TASK TO CARRY OUT –
Please count the lines in the items below that contain the string "headstone", matching case exactly, and reply with only that number.
+++ EXERCISE INPUTS +++
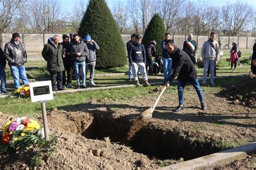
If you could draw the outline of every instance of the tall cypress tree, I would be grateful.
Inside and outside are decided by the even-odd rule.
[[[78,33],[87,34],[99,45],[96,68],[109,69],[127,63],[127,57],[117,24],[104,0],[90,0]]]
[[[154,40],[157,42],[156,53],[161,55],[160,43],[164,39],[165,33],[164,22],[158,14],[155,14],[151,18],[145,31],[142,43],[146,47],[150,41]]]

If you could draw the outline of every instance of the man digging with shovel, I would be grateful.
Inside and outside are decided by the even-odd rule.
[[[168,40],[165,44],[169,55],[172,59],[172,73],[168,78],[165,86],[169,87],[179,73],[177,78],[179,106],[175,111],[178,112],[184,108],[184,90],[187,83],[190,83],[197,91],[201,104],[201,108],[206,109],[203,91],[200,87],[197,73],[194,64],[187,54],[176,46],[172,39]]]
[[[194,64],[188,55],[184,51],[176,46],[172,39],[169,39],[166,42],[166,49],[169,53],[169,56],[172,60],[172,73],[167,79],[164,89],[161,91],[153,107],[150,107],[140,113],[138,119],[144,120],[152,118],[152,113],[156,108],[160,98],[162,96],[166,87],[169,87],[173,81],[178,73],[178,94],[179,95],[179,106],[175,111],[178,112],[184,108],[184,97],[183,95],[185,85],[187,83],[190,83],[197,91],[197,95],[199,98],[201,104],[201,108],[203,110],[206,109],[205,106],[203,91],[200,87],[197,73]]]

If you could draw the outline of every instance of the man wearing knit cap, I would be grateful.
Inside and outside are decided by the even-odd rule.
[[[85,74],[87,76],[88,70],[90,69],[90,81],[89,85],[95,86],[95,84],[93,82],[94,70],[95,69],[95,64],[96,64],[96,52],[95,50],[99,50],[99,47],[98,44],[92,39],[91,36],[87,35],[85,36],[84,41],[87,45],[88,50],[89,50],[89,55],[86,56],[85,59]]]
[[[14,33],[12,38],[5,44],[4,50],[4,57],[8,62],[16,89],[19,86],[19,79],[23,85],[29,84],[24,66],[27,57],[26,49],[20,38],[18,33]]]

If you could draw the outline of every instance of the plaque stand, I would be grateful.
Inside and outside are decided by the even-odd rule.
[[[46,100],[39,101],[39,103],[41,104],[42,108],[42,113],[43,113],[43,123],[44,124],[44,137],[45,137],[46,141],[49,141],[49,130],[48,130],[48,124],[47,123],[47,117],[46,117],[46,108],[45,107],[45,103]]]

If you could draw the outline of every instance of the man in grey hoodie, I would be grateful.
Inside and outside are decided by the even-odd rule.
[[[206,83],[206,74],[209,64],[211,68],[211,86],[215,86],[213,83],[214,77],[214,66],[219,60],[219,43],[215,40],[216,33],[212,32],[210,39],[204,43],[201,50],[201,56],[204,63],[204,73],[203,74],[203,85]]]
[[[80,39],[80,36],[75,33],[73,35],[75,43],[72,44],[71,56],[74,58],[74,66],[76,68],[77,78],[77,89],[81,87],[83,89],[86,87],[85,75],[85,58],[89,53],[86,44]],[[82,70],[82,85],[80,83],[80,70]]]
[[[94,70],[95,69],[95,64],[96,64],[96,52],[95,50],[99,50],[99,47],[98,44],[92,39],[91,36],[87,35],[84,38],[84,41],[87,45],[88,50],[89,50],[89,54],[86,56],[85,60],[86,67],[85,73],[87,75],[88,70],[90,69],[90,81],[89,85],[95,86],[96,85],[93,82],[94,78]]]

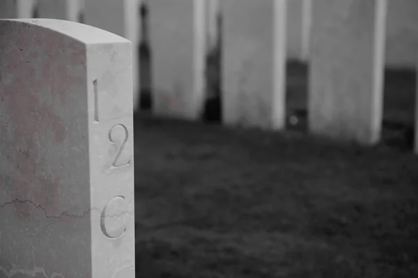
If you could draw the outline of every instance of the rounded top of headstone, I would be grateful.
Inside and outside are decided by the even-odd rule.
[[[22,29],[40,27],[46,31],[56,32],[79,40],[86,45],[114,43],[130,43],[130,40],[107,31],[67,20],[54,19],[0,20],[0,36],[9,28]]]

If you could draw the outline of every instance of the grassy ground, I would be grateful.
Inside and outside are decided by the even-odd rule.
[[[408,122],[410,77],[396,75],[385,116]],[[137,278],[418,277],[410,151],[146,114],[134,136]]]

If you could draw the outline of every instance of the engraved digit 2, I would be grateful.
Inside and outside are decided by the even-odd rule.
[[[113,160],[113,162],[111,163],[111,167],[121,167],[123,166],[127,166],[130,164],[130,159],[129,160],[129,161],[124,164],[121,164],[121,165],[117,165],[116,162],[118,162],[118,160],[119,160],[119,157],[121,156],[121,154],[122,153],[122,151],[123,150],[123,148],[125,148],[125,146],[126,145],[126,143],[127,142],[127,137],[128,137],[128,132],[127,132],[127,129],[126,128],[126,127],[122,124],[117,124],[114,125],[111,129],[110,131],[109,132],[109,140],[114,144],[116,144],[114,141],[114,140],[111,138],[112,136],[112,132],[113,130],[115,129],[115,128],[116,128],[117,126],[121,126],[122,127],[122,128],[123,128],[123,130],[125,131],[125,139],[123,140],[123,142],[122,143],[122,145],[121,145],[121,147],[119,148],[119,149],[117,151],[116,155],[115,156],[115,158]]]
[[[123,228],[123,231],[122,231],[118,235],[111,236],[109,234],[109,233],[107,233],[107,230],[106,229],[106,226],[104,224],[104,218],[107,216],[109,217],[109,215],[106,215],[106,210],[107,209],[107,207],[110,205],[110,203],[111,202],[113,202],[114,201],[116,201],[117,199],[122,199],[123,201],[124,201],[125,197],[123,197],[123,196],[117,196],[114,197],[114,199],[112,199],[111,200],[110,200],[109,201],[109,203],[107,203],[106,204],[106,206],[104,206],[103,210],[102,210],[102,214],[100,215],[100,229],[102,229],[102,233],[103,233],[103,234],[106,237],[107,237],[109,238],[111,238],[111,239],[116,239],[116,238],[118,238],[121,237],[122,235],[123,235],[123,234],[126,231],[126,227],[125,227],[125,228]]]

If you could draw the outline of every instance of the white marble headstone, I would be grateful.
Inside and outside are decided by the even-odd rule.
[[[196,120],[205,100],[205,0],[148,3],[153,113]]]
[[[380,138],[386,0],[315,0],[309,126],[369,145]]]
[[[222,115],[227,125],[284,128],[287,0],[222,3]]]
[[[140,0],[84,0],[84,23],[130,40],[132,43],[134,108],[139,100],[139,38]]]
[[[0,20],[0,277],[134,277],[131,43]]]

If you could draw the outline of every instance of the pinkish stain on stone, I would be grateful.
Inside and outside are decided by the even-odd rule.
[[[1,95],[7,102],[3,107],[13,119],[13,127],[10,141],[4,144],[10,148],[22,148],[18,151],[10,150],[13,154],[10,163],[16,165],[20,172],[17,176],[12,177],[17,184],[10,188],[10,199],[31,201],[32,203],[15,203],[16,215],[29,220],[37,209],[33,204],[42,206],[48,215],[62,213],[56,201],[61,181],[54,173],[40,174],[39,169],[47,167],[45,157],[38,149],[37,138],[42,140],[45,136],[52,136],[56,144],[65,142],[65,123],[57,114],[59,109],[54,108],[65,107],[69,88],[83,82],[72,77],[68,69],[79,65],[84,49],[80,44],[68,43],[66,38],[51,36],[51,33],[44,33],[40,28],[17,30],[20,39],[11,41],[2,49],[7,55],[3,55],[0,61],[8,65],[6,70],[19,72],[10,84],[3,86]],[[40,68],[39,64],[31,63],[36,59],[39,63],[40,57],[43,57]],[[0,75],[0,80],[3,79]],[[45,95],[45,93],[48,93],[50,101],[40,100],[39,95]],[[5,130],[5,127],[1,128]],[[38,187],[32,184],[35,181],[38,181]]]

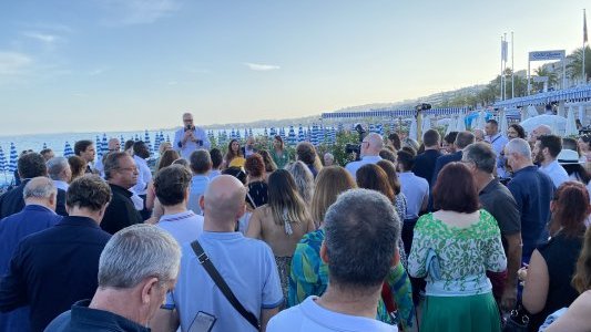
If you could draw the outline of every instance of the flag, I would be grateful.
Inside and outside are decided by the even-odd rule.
+++
WRITTEN SOLUTION –
2